引用テキスト -
実銃

2023/03/16

【実銃】ワルサー社の作りだした最新モデル「PPQ 45 SD 」 実射から隠れた実力に迫る!【後編】

 

Walther PPQ 45 SD

 

 

 PPQ 45はワルサーが2015年に発表した同社初の自社製45ACPモデルだ。高い評価を得ている9mmのPPQ M2をベースにスケールアップを施し、アメリカンラフルマン誌が選ぶ2017年のゴールデンブルズアイアワードのハンドガン オブ ザ イヤーを受賞している。今回レポートするPPQ 45 SDは、サプレッサーを装着できるタクティカル仕様だ。

 

PPQ

 

▲PPQ 45 SD(右)とPPQ M2 NAVY SD(左)(9mm口径バージョン)

作業 A - レコードから、文字列「wall」を含む行をすべて集めて書き出してください。

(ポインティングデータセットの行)
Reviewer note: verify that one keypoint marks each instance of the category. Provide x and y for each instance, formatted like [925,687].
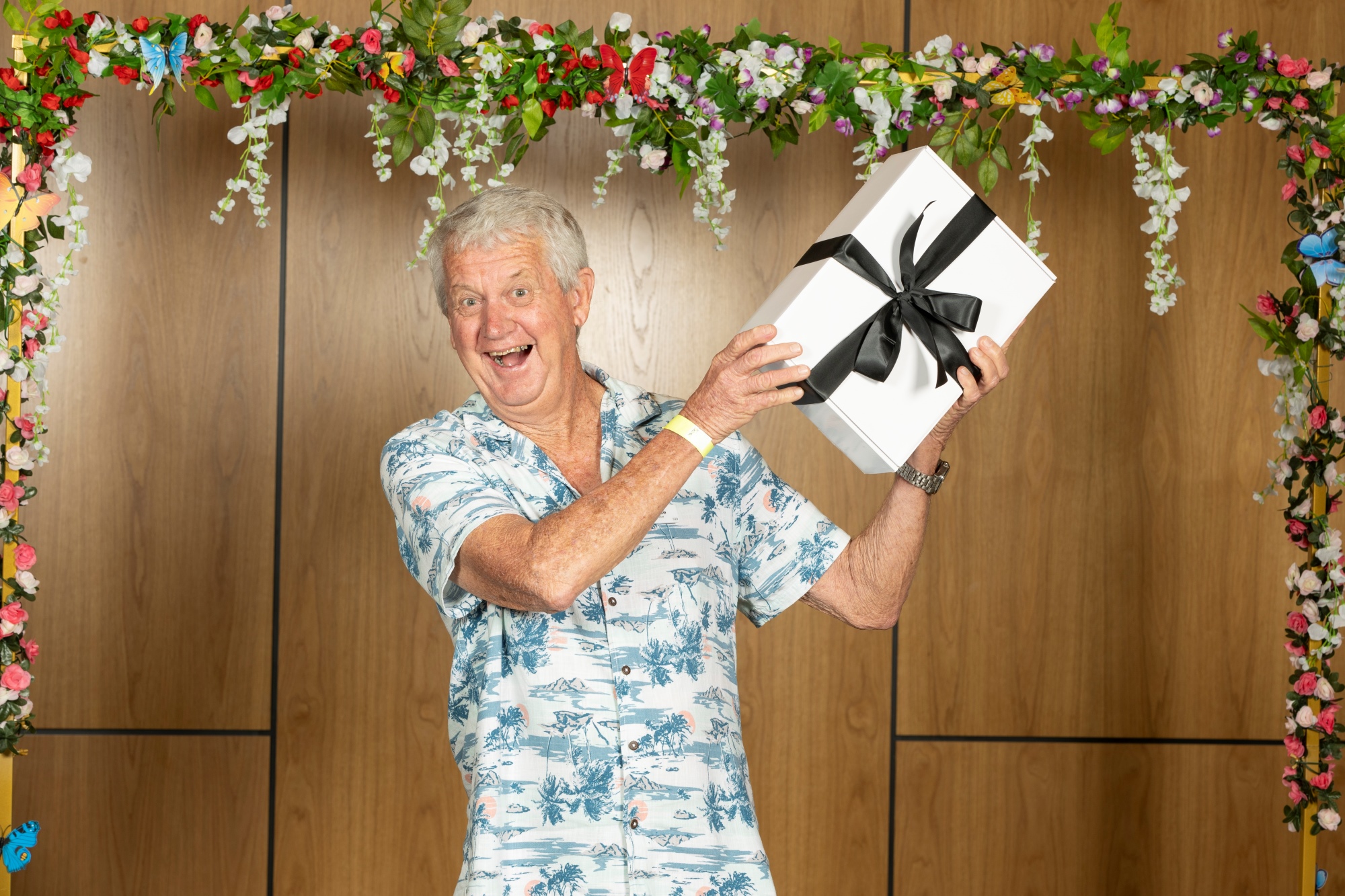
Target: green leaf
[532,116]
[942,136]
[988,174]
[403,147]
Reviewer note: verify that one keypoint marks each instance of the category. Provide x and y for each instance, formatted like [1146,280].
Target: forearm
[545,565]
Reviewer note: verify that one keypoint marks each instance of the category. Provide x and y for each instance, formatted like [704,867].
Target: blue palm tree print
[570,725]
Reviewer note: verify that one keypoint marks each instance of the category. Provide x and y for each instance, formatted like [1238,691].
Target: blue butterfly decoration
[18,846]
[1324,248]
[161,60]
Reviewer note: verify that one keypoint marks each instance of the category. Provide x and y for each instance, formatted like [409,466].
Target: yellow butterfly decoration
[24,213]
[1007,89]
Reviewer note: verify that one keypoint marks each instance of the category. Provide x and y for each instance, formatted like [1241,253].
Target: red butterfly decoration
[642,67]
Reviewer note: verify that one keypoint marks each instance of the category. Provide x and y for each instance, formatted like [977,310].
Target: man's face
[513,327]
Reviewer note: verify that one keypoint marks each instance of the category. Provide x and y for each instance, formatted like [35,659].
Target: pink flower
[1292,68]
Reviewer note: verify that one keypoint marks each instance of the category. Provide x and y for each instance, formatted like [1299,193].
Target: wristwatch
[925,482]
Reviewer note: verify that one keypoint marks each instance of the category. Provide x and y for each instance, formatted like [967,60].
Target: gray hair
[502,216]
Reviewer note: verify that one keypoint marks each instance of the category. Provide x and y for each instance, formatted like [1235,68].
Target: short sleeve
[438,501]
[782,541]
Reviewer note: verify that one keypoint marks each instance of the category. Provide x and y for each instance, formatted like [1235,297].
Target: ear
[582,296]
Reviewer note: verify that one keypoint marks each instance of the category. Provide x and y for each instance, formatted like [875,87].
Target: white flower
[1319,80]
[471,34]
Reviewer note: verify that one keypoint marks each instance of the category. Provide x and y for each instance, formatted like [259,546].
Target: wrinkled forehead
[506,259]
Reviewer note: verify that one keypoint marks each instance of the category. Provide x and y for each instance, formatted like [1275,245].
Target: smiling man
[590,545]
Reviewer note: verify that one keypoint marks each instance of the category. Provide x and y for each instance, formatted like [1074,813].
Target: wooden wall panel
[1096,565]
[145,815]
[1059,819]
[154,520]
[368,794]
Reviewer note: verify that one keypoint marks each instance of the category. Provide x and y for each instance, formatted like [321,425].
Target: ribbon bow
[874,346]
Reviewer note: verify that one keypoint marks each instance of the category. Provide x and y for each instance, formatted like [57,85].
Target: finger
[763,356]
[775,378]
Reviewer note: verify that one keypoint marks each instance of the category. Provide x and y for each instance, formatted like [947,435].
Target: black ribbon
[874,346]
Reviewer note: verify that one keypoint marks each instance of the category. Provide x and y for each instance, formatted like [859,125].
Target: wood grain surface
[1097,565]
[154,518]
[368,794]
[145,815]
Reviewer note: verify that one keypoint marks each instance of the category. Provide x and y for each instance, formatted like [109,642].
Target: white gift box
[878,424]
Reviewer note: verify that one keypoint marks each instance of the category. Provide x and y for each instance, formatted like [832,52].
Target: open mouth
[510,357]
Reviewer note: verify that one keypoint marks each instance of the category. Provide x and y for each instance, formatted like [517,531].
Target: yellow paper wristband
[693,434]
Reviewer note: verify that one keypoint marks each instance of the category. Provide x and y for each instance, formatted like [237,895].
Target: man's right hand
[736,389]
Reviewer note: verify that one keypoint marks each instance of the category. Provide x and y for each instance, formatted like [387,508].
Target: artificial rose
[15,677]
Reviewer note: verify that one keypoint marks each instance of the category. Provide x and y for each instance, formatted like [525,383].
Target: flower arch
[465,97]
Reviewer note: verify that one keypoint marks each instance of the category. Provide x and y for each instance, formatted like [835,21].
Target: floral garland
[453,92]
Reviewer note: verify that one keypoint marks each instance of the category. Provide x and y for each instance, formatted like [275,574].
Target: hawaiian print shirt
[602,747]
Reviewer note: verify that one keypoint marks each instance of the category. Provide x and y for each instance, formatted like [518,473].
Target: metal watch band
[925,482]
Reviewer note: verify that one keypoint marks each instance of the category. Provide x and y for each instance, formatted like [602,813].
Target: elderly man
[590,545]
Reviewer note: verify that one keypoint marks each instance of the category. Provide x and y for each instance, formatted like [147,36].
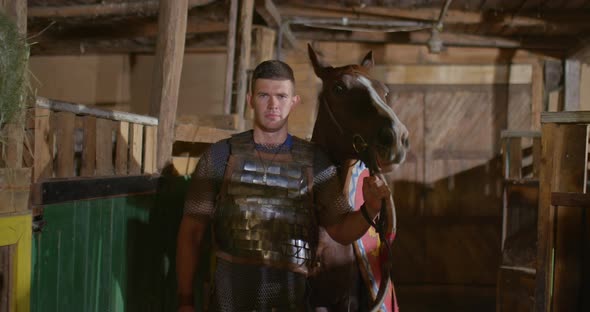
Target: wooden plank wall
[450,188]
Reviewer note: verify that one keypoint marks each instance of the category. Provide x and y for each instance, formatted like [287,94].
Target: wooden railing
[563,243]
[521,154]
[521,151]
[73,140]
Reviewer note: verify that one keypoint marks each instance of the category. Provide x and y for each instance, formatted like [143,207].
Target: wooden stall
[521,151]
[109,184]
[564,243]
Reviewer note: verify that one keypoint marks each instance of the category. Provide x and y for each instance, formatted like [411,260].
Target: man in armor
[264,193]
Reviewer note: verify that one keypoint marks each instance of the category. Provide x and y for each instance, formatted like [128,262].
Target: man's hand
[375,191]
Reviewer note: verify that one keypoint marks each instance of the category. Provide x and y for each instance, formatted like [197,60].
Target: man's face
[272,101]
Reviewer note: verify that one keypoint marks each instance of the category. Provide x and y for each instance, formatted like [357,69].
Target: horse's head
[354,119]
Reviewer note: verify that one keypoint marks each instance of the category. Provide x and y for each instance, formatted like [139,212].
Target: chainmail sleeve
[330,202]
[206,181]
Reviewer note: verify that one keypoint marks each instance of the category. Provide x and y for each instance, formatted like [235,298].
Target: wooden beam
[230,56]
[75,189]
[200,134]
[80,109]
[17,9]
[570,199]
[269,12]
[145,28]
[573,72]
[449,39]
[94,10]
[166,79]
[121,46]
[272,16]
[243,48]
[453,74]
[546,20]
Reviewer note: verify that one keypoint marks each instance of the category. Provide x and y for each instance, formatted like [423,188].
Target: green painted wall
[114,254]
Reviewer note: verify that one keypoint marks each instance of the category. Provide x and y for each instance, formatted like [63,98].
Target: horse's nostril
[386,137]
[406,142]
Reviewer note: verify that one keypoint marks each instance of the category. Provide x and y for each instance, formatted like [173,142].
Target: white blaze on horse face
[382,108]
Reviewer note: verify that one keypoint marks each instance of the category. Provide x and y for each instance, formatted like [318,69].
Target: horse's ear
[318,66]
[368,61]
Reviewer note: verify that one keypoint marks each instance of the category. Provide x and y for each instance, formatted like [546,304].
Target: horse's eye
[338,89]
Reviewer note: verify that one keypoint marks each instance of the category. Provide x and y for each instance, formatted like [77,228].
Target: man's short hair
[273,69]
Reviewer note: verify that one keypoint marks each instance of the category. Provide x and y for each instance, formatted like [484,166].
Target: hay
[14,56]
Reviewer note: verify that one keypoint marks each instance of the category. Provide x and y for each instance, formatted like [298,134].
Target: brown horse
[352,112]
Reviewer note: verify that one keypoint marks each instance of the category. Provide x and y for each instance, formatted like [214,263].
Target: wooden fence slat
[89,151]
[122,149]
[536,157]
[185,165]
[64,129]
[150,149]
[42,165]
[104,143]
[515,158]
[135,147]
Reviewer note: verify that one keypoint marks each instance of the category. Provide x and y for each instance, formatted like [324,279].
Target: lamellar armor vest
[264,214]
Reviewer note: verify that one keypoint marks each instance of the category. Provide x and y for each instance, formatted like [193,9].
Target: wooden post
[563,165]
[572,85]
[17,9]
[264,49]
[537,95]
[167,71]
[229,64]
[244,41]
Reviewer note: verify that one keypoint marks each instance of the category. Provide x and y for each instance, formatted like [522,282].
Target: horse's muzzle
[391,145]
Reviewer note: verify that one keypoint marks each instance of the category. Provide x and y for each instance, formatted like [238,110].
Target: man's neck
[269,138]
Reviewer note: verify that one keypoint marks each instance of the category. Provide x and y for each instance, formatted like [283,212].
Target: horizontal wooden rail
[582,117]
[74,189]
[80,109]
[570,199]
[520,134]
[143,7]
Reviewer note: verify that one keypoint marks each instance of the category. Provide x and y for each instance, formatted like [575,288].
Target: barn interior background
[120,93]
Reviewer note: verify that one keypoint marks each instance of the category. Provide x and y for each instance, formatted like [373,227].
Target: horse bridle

作業 B - PPQ 45 SDの記事から、「Walther PPQ 45」で始まり「イヤーを受賞している。今回レポートするPPQ 45 SDは、サプレッサーを装着できるタクティカル仕様だ。」で終わる部分を一字一句変えずに引用してください。

最終回答 A -
Target: wooden wall panel
Target: wooden plank wall
Target: green painted wall

最終回答 B -
Walther PPQ 45 SD

 

 

 PPQ 45はワルサーが2015年に発表した同社初の自社製45ACPモデルだ。高い評価を得ている9mmのPPQ M2をベースにスケールアップを施し、アメリカンラフルマン誌が選ぶ2017年のゴールデンブルズアイアワードのハンドガン オブ ザ イヤーを受賞している。今回レポートするPPQ 45 SDは、サプレッサーを装着できるタクティカル仕様だ。